START Records for this task

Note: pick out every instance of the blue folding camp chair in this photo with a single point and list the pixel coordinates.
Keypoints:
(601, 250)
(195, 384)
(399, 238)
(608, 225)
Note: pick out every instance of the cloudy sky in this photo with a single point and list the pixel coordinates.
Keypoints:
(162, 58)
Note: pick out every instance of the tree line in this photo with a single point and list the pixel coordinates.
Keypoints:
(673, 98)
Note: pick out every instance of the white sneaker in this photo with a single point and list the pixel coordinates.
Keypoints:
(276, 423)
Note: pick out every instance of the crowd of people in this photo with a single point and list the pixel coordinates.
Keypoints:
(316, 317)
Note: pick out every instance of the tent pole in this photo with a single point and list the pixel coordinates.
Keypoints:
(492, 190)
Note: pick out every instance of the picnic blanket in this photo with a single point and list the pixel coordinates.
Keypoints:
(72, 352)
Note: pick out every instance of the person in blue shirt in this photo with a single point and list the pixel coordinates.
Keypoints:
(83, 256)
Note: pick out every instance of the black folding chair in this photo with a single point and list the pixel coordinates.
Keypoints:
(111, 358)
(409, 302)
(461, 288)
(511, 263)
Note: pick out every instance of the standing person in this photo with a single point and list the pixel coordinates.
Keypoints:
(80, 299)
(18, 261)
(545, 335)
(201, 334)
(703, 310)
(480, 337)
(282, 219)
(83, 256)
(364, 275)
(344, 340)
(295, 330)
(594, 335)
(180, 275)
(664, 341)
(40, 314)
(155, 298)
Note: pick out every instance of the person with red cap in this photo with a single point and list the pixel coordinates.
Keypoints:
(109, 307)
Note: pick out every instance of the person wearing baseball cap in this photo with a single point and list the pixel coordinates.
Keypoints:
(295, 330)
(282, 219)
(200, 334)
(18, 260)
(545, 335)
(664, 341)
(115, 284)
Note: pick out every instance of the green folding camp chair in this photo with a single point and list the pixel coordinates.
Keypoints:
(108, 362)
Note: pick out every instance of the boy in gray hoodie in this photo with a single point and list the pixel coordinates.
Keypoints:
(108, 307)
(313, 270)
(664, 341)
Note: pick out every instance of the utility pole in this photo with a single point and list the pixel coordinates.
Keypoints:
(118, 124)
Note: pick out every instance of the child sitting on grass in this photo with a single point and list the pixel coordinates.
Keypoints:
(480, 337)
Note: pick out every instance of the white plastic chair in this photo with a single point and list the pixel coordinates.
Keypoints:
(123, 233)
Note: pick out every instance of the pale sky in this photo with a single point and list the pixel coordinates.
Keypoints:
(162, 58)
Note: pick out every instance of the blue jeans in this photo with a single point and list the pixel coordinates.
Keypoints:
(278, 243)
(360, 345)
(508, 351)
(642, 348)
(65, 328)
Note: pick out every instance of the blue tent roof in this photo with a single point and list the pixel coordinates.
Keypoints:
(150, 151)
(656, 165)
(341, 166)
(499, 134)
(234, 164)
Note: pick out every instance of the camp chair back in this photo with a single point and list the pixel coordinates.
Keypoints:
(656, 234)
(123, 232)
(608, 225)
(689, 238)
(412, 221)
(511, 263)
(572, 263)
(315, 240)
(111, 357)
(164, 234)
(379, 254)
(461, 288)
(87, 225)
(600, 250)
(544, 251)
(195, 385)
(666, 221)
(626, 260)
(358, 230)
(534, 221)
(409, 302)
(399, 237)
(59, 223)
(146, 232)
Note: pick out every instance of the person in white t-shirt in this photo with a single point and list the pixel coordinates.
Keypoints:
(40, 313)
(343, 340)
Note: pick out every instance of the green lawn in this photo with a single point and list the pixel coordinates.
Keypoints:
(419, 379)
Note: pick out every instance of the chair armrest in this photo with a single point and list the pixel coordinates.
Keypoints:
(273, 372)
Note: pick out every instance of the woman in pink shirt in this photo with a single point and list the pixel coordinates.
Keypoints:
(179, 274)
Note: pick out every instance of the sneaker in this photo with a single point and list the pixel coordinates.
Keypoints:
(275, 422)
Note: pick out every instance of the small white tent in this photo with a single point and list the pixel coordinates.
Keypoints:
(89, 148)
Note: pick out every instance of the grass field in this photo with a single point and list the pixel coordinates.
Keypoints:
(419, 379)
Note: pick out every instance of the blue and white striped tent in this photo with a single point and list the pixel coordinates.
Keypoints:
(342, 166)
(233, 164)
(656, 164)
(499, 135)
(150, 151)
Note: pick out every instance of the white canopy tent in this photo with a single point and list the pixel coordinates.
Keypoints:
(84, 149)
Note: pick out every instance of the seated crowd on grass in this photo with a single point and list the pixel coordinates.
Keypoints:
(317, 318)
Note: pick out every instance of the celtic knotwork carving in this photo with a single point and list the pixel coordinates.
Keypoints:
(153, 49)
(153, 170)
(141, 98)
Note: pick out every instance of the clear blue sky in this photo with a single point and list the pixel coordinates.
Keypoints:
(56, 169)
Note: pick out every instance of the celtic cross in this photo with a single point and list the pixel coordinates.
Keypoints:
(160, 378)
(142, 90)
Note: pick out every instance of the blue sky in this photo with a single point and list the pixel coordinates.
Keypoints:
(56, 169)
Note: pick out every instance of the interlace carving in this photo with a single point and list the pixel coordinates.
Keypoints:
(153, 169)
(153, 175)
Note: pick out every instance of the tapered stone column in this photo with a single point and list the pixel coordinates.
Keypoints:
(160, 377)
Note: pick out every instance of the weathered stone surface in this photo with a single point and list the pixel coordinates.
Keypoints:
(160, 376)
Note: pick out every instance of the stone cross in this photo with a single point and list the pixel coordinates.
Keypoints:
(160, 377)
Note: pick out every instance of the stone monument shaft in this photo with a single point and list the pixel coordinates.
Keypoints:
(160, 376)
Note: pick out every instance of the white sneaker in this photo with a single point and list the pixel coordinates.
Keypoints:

END Records for this task
START Records for this task

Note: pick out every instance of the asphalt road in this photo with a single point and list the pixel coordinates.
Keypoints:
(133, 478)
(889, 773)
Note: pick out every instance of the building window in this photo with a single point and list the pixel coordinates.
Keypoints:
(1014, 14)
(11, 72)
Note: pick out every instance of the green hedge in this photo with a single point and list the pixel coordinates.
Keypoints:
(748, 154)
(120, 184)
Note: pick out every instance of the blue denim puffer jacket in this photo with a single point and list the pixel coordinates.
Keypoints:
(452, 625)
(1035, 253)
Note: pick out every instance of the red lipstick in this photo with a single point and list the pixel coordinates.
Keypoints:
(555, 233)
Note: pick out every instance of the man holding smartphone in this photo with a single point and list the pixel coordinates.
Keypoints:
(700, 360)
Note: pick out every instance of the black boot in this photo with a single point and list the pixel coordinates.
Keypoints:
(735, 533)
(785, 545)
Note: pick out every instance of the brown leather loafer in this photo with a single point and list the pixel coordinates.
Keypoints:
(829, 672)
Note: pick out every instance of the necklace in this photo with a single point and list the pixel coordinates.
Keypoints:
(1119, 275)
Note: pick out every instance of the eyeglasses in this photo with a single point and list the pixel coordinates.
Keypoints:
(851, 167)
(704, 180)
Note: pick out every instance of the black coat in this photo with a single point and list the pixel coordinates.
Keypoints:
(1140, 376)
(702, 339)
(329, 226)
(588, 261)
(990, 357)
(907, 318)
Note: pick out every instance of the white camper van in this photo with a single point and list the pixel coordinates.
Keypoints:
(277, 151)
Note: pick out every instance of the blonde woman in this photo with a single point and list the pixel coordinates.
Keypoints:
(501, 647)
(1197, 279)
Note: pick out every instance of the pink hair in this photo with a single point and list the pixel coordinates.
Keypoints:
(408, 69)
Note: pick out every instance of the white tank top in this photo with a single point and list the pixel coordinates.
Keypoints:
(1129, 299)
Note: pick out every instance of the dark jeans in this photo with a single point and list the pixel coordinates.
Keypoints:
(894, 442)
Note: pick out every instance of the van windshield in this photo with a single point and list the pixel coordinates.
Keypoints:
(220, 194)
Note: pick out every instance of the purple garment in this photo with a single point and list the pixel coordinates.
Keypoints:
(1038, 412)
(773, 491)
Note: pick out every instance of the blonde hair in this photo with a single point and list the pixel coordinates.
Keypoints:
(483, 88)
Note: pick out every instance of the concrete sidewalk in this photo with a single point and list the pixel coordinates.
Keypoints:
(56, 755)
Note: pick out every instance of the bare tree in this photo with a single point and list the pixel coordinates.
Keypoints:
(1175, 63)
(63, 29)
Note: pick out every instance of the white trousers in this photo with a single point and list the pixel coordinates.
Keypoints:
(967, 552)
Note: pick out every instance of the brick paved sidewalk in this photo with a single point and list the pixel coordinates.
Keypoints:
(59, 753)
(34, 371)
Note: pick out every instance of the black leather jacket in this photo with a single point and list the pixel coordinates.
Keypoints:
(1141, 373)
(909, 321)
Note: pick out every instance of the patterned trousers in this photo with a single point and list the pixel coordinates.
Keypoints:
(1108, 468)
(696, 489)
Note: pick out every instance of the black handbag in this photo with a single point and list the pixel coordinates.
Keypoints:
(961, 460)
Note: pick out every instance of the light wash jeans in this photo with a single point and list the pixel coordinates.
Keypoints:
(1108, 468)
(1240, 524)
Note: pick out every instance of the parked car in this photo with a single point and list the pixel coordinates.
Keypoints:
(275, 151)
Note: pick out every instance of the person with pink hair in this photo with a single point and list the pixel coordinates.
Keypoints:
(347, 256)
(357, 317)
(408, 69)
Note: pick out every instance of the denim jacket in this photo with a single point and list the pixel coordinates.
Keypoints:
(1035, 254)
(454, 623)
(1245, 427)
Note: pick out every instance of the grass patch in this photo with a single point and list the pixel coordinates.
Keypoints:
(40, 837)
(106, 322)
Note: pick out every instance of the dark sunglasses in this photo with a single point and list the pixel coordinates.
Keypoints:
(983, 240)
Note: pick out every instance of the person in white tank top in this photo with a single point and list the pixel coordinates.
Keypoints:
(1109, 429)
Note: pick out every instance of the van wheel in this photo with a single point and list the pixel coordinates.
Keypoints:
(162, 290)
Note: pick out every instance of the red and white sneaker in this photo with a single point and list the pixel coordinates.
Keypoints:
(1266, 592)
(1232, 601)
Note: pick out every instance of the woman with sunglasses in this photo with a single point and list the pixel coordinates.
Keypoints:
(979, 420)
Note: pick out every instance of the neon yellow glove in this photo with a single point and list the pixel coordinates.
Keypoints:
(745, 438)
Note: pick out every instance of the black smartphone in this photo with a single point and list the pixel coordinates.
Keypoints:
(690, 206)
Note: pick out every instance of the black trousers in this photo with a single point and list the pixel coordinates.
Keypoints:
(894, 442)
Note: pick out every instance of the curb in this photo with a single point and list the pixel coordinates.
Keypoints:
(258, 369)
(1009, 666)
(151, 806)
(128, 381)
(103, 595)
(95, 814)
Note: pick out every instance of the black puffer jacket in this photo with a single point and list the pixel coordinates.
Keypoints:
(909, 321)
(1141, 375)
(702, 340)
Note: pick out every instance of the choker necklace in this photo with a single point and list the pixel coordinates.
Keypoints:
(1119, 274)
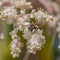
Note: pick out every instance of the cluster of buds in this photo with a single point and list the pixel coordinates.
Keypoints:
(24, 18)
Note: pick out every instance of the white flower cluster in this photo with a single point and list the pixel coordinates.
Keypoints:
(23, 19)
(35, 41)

END Records for this task
START Records for this task

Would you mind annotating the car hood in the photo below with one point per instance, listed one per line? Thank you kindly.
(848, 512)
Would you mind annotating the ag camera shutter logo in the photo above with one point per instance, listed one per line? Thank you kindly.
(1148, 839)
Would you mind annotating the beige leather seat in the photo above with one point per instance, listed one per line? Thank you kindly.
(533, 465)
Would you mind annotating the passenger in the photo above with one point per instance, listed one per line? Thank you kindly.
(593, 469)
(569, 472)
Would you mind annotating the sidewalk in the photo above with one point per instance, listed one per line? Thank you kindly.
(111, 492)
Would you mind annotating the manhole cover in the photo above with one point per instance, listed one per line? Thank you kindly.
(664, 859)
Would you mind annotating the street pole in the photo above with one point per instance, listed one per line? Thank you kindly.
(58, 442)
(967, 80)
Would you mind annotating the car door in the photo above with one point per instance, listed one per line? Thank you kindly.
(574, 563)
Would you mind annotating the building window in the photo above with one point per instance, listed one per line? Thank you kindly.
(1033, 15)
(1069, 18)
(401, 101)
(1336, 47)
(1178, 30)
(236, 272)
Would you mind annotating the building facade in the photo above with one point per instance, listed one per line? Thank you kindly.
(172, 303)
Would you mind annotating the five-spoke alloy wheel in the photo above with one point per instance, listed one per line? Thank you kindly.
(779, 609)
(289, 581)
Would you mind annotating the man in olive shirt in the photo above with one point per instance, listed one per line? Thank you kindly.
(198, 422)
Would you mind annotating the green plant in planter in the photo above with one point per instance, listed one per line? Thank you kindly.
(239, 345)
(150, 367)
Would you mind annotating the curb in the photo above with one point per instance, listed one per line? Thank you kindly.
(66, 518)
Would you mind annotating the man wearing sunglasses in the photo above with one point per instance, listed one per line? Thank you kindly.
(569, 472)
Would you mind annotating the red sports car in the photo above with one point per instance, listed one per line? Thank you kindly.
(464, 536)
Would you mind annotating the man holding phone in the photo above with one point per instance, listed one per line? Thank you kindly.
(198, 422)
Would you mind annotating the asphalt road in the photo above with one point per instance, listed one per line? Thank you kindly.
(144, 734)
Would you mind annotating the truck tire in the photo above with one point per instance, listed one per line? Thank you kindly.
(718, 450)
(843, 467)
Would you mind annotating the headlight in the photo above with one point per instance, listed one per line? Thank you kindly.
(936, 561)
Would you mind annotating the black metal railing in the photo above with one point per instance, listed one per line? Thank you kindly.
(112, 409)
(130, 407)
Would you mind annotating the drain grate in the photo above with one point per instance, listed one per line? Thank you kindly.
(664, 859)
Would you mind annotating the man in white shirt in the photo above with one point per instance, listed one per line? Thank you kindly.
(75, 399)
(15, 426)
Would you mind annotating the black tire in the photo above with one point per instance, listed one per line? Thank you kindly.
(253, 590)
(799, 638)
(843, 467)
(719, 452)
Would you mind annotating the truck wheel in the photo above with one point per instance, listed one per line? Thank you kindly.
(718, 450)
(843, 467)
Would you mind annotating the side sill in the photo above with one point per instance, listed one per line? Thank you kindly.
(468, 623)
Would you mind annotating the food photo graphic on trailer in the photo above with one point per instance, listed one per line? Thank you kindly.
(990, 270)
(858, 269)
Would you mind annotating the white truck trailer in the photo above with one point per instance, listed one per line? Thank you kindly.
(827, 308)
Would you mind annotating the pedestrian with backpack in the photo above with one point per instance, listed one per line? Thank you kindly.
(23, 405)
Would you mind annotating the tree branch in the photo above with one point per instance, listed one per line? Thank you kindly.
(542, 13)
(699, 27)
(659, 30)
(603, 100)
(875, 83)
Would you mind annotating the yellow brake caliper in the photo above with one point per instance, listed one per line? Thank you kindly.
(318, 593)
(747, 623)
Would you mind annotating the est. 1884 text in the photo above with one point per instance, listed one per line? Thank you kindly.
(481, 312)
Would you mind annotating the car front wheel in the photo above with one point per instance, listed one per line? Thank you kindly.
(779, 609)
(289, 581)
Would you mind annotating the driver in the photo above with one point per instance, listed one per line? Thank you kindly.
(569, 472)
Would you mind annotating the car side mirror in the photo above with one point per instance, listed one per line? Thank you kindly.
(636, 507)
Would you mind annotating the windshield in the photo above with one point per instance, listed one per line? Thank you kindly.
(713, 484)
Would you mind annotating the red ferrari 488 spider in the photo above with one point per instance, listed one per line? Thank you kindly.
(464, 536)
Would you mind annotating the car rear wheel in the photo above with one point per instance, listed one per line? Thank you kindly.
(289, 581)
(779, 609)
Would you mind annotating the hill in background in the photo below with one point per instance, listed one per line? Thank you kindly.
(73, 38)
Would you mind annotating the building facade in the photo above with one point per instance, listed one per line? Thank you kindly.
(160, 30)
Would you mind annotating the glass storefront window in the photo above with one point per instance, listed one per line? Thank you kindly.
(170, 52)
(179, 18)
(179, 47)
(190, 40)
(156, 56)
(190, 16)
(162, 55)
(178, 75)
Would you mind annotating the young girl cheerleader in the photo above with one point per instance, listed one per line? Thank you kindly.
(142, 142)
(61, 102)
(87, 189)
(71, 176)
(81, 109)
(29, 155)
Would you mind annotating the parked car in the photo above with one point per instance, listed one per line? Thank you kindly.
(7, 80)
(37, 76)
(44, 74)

END Records for this task

** Exercise objective **
The answer must be every line from the records above that contains "jeans".

** Task solution **
Note: pick out every instance of the blue jeans in this photo with a single point and list the pixel coordinates.
Note: pick out every instance of the dark jeans in this photo with a single point and list the pixel coordinates.
Note: pick out every instance of the light wash jeans in this photo with a single point and list the pixel coordinates.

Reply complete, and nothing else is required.